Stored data

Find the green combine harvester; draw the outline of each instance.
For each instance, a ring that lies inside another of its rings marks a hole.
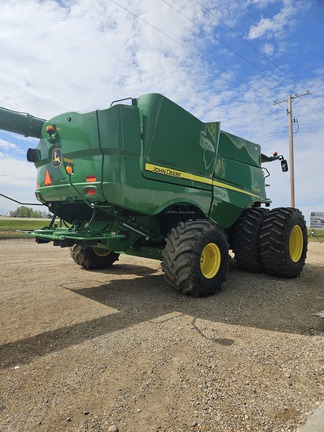
[[[203,123],[159,94],[50,120],[0,109],[0,129],[40,139],[27,152],[36,198],[53,218],[28,234],[70,247],[87,269],[120,254],[162,261],[184,294],[217,292],[232,249],[247,271],[298,276],[307,231],[298,209],[269,210],[260,145]]]

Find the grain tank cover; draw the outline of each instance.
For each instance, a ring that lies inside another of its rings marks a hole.
[[[220,123],[203,123],[159,94],[138,98],[143,125],[144,176],[211,190]],[[200,180],[205,181],[197,182]]]

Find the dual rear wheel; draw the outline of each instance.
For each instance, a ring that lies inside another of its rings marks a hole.
[[[298,209],[246,209],[231,230],[235,259],[244,270],[293,278],[307,254],[307,228]],[[228,243],[210,220],[180,222],[166,238],[162,268],[167,282],[193,297],[216,293],[226,280]]]
[[[307,255],[307,227],[295,208],[269,212],[260,231],[263,270],[274,276],[292,278],[303,270]]]
[[[247,209],[233,227],[231,244],[240,268],[296,277],[306,260],[306,223],[295,208]]]

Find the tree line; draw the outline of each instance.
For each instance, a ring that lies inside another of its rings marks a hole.
[[[16,210],[11,211],[9,214],[11,217],[23,217],[23,218],[46,218],[47,211],[37,211],[30,207],[21,206]]]

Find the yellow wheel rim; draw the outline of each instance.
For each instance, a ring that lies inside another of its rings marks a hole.
[[[105,257],[111,253],[110,249],[101,249],[101,248],[96,248],[96,247],[94,247],[92,249],[93,249],[93,252],[100,257]]]
[[[303,253],[303,232],[299,225],[295,225],[290,233],[289,253],[294,262],[298,262]]]
[[[212,279],[221,265],[221,252],[215,243],[208,243],[200,255],[200,270],[207,279]]]

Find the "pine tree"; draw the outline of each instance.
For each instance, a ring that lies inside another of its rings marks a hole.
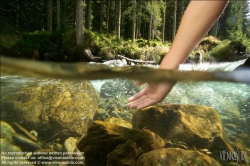
[[[47,31],[49,33],[52,33],[52,6],[53,6],[53,1],[52,0],[47,0]]]
[[[83,0],[76,0],[76,44],[83,44]]]
[[[221,18],[220,35],[231,38],[233,33],[242,33],[243,30],[243,1],[231,0]]]

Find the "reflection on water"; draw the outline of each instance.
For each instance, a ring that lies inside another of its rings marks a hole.
[[[243,62],[217,64],[210,66],[211,68],[208,64],[200,66],[181,65],[180,69],[233,71]],[[18,65],[16,64],[16,66]],[[122,64],[118,61],[115,61],[115,64],[111,63],[108,65],[122,67]],[[98,66],[103,71],[100,72],[97,68]],[[11,126],[1,122],[1,128],[4,127],[1,135],[8,138],[9,142],[17,145],[20,148],[19,151],[23,151],[24,147],[28,145],[30,147],[28,151],[35,151],[41,147],[43,149],[65,151],[64,148],[67,147],[68,149],[66,148],[66,150],[69,152],[69,149],[75,149],[74,146],[76,146],[68,145],[70,144],[69,142],[72,142],[72,139],[74,142],[83,134],[86,134],[87,126],[93,119],[103,120],[113,117],[125,120],[126,124],[131,123],[133,110],[129,110],[126,107],[127,98],[140,91],[143,87],[134,86],[133,81],[128,79],[106,79],[120,78],[124,74],[126,75],[125,78],[135,79],[145,76],[145,80],[154,80],[152,74],[150,77],[147,75],[155,72],[151,69],[139,70],[139,68],[136,70],[134,68],[124,68],[124,71],[122,68],[113,70],[108,66],[96,65],[95,67],[88,67],[91,73],[82,64],[75,64],[74,66],[63,65],[59,66],[59,68],[55,65],[49,67],[48,64],[45,64],[45,68],[47,68],[44,69],[42,68],[42,63],[38,66],[28,66],[27,70],[39,67],[39,71],[37,70],[35,74],[40,74],[42,76],[40,79],[21,76],[1,76],[1,120],[6,121],[14,128],[11,129]],[[11,68],[4,66],[4,69],[1,69],[1,71],[6,72],[9,69]],[[44,79],[46,78],[46,72],[41,72],[43,69],[50,72],[50,79]],[[62,73],[63,71],[66,71],[65,75]],[[100,73],[95,75],[96,72]],[[105,72],[108,72],[107,77]],[[7,73],[34,74],[18,70],[11,70]],[[85,75],[86,77],[84,76],[83,78],[94,78],[95,80],[79,80],[79,75],[76,73],[92,74],[90,76]],[[142,76],[139,77],[139,73]],[[249,71],[247,73],[249,74]],[[73,74],[71,79],[63,79],[70,74]],[[134,76],[128,76],[129,74],[134,74]],[[172,76],[173,81],[181,80],[181,76],[183,76],[181,72],[178,71],[174,74],[180,75],[174,76],[168,73],[168,80],[171,80]],[[226,134],[231,138],[231,143],[235,143],[235,140],[240,139],[241,143],[235,144],[236,146],[241,145],[245,148],[250,148],[250,84],[223,82],[223,79],[227,80],[228,78],[215,77],[208,72],[195,74],[192,72],[185,73],[186,79],[190,76],[195,82],[178,82],[162,103],[195,104],[212,107],[219,113]],[[230,74],[229,72],[228,76]],[[53,76],[55,78],[59,76],[61,79],[51,79]],[[238,80],[249,82],[249,76],[250,74],[243,75],[241,77],[244,77],[244,79]],[[98,80],[98,77],[102,80]],[[74,80],[74,78],[76,79]],[[213,80],[213,82],[202,82],[202,80],[207,78],[208,80]],[[220,82],[215,82],[215,80]],[[21,124],[24,129],[20,129],[13,122]],[[128,126],[131,126],[131,124]],[[25,135],[24,131],[26,130],[28,134],[26,132]],[[23,138],[16,133],[24,133],[25,140],[23,141]],[[31,143],[28,141],[28,138],[32,137],[29,136],[31,133],[38,137],[37,142],[34,143],[32,141]],[[22,140],[21,144],[20,140]],[[9,147],[11,148],[11,146]]]

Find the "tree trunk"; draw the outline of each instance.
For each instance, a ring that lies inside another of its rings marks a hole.
[[[219,29],[219,20],[217,20],[217,21],[214,23],[213,27],[211,28],[212,35],[213,35],[214,37],[217,37],[217,36],[218,36],[218,29]]]
[[[117,37],[120,39],[121,36],[121,15],[122,15],[122,11],[121,11],[121,0],[118,0],[118,20],[117,20]]]
[[[53,1],[47,0],[47,31],[52,33],[52,6]]]
[[[150,8],[152,8],[153,5],[153,0],[150,0]],[[153,14],[150,12],[150,17],[149,17],[149,28],[148,28],[148,42],[151,41],[152,39],[152,31],[153,31]]]
[[[184,0],[181,0],[181,18],[184,14]]]
[[[167,10],[167,0],[164,2],[165,6],[164,6],[164,9],[163,9],[163,12],[162,12],[162,43],[165,42],[165,26],[166,26],[166,10]]]
[[[109,32],[109,17],[110,17],[110,0],[108,0],[108,8],[107,8],[106,33]]]
[[[103,13],[103,1],[101,1],[101,6],[100,6],[100,27],[99,27],[99,32],[102,32],[102,22],[103,22],[103,17],[102,17],[102,13]]]
[[[63,27],[66,27],[67,25],[67,0],[64,0],[63,3]]]
[[[133,1],[133,16],[132,16],[132,43],[135,42],[135,30],[136,30],[136,0]]]
[[[112,26],[113,26],[113,29],[114,29],[114,32],[117,34],[117,23],[118,23],[118,4],[117,4],[117,1],[114,1],[114,7],[115,7],[115,9],[114,9],[114,11],[112,12],[112,20],[114,20],[112,23]]]
[[[138,6],[138,13],[141,13],[141,8],[142,8],[141,1],[137,2],[137,6]],[[141,37],[140,29],[141,29],[141,15],[138,15],[137,22],[136,22],[136,36],[135,36],[136,39]]]
[[[83,0],[76,0],[76,44],[83,45]]]
[[[177,1],[174,0],[174,17],[173,17],[173,32],[172,32],[172,40],[175,38],[176,34],[176,10],[177,10]]]
[[[60,6],[60,0],[56,1],[56,28],[57,30],[60,30],[61,28],[61,16],[60,16],[60,11],[61,11],[61,6]]]
[[[152,30],[152,32],[151,32],[152,33],[151,34],[152,35],[151,39],[153,39],[153,40],[155,39],[155,28],[156,28],[155,27],[155,16],[153,15],[152,16],[152,29],[151,29]]]
[[[18,1],[18,2],[20,2],[20,1]],[[43,8],[41,7],[40,15],[43,16],[43,13],[44,13],[44,11],[43,11]],[[19,21],[20,21],[20,19],[18,19],[18,22]],[[44,23],[44,18],[43,17],[40,17],[40,24],[41,24],[41,30],[45,29],[44,24],[46,24],[46,23]]]
[[[87,0],[86,29],[91,30],[91,6],[92,0]]]
[[[148,42],[150,42],[152,38],[152,23],[153,23],[153,16],[152,14],[150,14],[149,28],[148,28]]]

- **THE PROBLEM**: Count each line above where the word "draw" appears, and answer with nothing except that count.

- **ANSWER SPACE**: 8